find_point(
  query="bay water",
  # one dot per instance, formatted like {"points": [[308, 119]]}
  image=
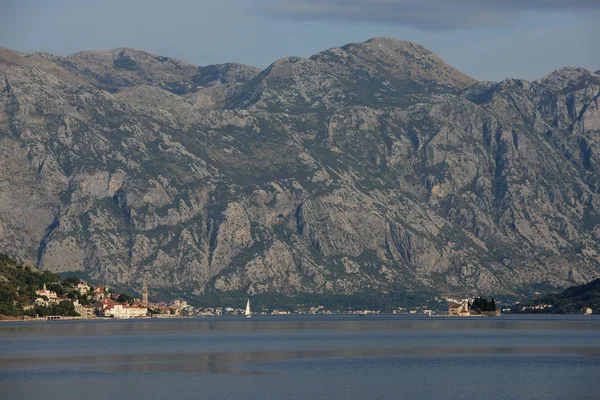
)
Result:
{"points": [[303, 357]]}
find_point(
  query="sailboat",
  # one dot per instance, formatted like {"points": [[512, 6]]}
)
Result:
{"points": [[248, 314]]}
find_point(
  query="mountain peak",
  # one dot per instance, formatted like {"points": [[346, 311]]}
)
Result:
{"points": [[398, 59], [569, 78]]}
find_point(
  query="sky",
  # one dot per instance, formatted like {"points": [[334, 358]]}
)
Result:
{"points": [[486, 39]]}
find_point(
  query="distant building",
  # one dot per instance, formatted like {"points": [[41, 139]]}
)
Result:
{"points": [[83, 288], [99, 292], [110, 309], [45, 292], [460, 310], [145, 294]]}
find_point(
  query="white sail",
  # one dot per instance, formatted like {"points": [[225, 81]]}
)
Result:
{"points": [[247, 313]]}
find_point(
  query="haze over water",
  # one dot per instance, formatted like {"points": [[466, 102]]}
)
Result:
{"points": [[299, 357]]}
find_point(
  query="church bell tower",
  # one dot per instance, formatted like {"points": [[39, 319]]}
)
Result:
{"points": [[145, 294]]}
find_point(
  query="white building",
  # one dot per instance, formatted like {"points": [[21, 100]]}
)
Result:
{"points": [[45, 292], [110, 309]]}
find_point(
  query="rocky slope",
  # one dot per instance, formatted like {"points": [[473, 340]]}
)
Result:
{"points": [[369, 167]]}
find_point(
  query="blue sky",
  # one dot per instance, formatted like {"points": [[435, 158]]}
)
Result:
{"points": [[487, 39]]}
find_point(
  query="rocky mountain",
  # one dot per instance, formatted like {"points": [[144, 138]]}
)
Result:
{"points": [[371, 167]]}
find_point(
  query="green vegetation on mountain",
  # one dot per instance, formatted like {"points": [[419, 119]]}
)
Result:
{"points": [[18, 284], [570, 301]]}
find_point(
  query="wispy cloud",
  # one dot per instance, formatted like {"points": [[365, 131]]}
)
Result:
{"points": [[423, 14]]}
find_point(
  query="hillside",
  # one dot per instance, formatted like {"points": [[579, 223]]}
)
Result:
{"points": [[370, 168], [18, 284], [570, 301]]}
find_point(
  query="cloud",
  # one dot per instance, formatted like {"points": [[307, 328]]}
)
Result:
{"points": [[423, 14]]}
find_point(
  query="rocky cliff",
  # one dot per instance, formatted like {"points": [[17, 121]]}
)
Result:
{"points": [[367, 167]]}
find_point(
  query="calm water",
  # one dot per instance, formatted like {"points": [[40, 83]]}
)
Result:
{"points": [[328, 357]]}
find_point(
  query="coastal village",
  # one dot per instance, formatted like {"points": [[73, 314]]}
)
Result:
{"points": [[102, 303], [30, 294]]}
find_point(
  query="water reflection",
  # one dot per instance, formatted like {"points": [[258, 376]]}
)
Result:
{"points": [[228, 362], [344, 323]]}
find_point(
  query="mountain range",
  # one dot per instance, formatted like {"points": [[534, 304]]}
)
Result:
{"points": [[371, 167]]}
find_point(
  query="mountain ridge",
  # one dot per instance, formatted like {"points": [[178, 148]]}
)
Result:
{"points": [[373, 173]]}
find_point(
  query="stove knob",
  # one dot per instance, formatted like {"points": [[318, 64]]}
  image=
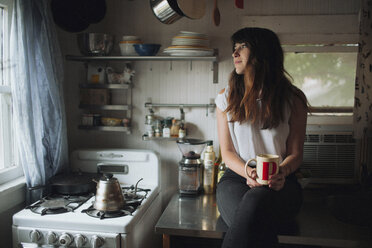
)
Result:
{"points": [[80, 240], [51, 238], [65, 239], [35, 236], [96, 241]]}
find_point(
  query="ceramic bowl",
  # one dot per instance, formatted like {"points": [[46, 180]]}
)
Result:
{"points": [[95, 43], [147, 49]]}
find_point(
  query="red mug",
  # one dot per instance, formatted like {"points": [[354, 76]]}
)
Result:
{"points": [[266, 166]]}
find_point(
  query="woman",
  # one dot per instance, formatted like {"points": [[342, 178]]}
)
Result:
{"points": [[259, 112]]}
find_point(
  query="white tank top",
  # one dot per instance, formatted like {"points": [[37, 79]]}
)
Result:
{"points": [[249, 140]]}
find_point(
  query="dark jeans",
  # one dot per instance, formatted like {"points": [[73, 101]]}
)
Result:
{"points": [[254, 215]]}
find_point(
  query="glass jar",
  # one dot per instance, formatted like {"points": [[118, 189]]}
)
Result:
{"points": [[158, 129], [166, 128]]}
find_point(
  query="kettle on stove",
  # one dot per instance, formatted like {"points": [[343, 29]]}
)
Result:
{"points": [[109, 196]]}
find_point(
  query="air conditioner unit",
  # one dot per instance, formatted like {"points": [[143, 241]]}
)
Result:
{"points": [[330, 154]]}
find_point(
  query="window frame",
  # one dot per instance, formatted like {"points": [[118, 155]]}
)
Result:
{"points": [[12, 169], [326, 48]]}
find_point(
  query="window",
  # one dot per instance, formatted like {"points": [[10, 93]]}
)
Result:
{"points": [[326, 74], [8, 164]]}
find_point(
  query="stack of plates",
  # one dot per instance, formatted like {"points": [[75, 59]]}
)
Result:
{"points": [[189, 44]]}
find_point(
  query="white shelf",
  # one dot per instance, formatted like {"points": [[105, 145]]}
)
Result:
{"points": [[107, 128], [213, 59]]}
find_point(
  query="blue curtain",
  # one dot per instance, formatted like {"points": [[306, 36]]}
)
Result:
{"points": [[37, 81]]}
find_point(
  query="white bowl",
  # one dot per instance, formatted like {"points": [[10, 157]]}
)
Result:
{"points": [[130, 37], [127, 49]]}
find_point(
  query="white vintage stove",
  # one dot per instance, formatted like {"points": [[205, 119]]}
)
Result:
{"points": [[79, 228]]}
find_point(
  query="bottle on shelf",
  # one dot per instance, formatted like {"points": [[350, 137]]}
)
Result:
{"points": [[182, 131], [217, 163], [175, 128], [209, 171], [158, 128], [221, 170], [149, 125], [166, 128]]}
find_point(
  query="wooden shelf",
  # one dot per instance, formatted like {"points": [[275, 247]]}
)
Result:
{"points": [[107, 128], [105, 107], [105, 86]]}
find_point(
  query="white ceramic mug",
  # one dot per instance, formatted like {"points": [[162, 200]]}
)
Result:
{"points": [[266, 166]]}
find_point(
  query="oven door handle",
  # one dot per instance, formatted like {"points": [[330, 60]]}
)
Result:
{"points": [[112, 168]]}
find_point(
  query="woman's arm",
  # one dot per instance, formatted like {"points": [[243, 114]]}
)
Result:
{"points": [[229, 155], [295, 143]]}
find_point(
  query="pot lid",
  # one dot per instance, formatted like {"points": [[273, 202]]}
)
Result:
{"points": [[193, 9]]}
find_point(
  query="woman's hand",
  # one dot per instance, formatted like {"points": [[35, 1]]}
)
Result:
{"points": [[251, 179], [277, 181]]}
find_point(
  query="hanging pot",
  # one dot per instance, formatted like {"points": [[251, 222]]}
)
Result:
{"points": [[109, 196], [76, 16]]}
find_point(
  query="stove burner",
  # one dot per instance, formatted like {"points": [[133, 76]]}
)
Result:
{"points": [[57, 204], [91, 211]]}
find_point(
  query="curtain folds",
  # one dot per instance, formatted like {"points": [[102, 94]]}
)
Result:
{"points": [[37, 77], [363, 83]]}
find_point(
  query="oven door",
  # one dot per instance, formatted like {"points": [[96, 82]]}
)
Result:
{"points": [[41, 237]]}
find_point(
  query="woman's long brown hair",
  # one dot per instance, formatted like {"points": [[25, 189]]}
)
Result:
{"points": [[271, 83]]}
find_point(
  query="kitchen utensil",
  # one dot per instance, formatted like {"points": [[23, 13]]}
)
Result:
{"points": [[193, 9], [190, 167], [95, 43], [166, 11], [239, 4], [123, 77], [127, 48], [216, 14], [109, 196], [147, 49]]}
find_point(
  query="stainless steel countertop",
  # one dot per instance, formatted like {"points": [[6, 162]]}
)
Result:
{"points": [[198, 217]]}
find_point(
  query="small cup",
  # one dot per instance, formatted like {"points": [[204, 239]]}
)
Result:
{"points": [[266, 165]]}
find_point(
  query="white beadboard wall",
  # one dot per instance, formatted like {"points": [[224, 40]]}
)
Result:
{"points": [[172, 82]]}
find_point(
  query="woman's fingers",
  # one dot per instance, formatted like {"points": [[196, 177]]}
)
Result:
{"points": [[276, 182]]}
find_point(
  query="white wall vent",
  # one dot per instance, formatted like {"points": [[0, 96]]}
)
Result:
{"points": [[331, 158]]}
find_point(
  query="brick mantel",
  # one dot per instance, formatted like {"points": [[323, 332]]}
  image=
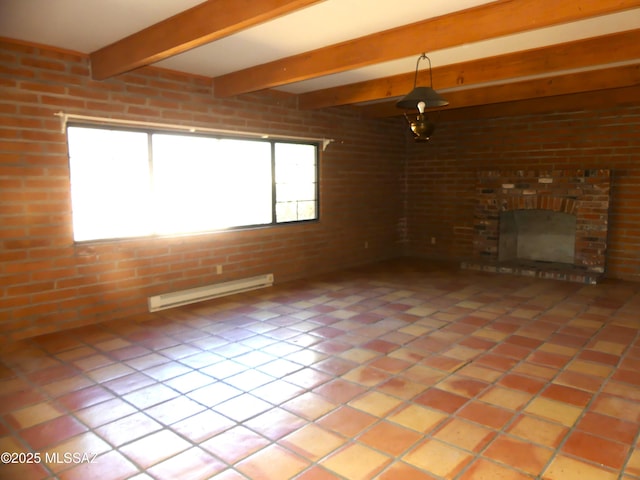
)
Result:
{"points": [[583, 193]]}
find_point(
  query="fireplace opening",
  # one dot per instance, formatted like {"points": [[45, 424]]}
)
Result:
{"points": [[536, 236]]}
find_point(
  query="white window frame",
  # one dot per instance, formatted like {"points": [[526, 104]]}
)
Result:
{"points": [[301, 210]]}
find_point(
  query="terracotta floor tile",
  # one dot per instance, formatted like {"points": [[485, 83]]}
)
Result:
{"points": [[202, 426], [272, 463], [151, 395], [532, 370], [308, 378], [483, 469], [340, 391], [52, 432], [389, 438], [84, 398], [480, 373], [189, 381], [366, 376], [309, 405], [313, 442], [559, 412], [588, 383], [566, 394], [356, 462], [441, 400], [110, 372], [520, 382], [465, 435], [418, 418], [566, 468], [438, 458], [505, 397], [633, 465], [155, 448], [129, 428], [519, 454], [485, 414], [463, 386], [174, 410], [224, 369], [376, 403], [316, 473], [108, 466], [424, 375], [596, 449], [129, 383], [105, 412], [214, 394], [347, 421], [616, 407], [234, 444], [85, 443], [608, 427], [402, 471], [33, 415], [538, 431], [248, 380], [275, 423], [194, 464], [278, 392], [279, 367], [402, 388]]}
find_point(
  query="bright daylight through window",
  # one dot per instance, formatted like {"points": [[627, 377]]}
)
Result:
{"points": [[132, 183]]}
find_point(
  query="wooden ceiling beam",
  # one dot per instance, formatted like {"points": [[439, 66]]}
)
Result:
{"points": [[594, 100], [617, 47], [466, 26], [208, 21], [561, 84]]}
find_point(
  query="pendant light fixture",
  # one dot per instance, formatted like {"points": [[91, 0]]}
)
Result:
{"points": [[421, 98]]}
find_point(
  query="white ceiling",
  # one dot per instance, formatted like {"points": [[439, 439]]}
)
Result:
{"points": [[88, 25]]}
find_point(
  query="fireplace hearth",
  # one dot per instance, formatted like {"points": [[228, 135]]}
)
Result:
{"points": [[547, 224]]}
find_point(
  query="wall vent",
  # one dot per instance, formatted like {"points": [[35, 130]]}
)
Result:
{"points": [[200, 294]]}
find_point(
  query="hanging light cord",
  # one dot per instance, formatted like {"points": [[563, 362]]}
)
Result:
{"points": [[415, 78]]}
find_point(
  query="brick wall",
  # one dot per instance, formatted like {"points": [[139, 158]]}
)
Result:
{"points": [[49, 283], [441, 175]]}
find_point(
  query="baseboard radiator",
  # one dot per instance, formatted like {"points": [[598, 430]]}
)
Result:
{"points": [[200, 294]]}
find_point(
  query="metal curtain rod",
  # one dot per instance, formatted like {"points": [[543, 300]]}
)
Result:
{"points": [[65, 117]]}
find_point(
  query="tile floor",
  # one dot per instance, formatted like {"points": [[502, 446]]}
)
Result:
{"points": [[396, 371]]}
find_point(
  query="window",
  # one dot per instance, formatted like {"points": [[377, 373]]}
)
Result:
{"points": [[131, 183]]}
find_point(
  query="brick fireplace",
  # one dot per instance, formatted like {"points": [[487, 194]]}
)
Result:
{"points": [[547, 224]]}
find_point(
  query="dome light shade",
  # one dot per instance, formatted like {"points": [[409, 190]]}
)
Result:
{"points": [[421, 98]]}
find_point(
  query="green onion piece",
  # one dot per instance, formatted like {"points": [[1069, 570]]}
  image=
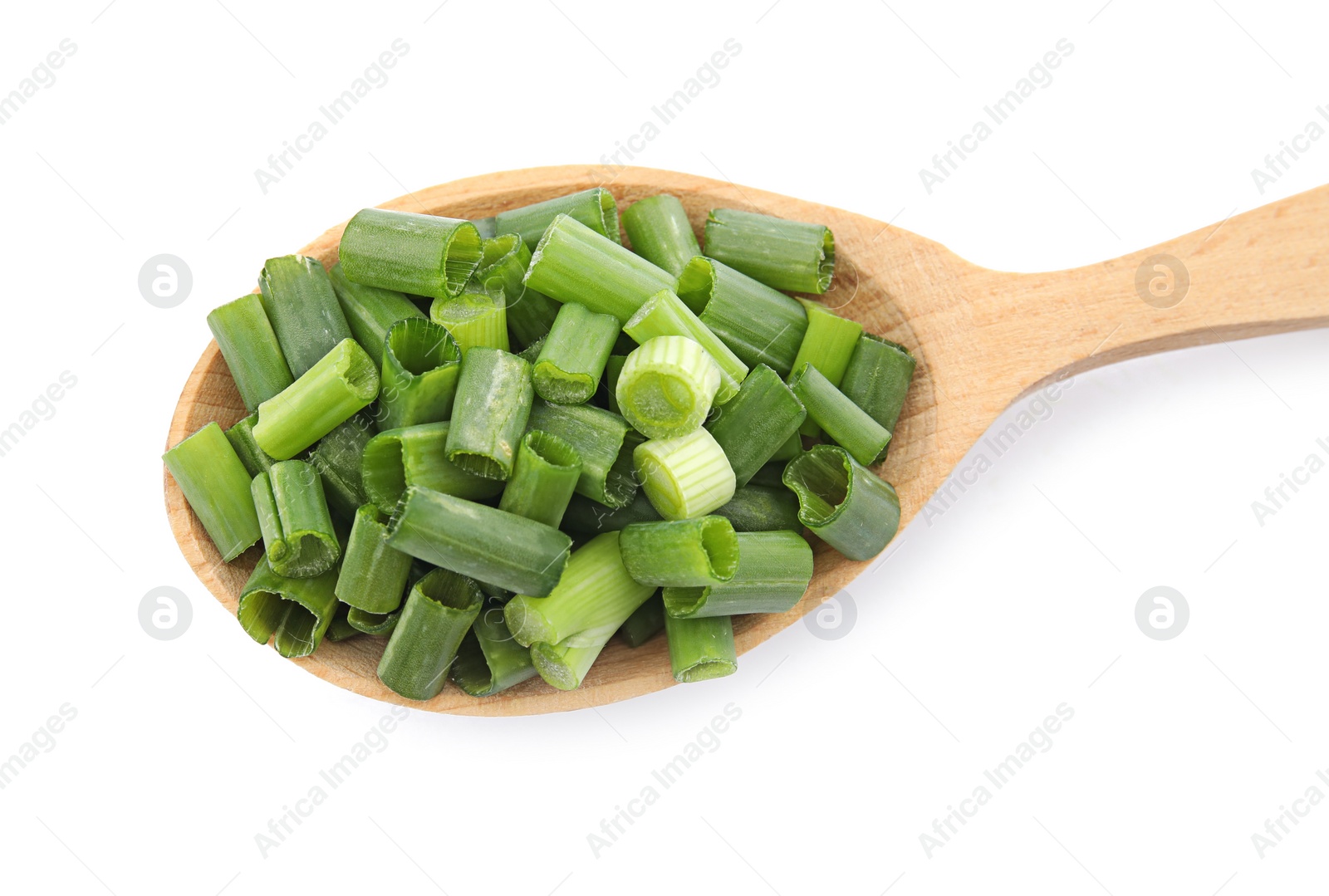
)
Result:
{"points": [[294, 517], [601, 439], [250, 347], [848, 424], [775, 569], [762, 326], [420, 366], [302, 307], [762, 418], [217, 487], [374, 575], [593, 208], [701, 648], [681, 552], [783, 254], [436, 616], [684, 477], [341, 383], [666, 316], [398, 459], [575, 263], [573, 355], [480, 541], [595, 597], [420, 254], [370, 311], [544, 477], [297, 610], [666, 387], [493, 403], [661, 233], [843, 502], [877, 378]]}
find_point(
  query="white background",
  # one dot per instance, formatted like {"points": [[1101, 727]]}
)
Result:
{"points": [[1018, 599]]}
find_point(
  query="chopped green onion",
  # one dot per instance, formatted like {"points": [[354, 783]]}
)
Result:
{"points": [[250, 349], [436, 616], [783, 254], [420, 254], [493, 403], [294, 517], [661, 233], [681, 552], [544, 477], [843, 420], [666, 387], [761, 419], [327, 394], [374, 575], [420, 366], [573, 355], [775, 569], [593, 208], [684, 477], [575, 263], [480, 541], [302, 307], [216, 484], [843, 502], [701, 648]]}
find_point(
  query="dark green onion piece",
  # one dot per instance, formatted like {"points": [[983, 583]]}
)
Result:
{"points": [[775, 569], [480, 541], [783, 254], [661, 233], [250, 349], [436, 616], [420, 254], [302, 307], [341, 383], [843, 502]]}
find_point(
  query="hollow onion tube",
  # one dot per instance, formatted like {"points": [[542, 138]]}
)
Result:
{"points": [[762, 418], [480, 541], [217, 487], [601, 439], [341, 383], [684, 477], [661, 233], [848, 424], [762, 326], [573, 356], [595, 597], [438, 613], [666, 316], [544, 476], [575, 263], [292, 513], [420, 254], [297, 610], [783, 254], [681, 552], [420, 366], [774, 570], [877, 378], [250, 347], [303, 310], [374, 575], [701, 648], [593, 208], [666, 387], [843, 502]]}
● ● ●
WHAT YOU WILL DO –
Where does the string "frame" occur in the material? Copy every line where it does.

SOLUTION FOR THIS TASK –
  query="window frame",
  query="white window frame",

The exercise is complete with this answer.